» **Problem to solve**: Recast the records below as a Markdown table with two columns, Row and Text, giving each non-blank line its own numbered row. Leave the pictures out.

___ Input records ___

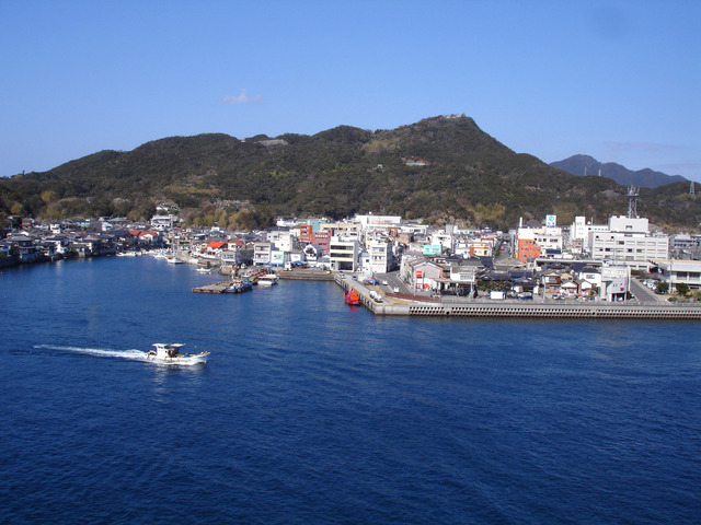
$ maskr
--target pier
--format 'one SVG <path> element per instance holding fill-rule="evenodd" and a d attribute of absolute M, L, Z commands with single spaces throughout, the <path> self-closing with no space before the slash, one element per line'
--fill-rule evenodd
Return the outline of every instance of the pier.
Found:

___

» **Final result**:
| Row | Text |
|---|---|
| 1 | $ maskr |
| 2 | --target pier |
| 3 | --format 'one SVG <path> element per instance holding fill-rule="evenodd" and a d attribute of absolute M, L, Z commands with single spaces throughout, the <path> self-closing with no space before the slash, one element per line' |
| 4 | --fill-rule evenodd |
| 5 | Return the outline of every instance of the pier. |
| 6 | Found: |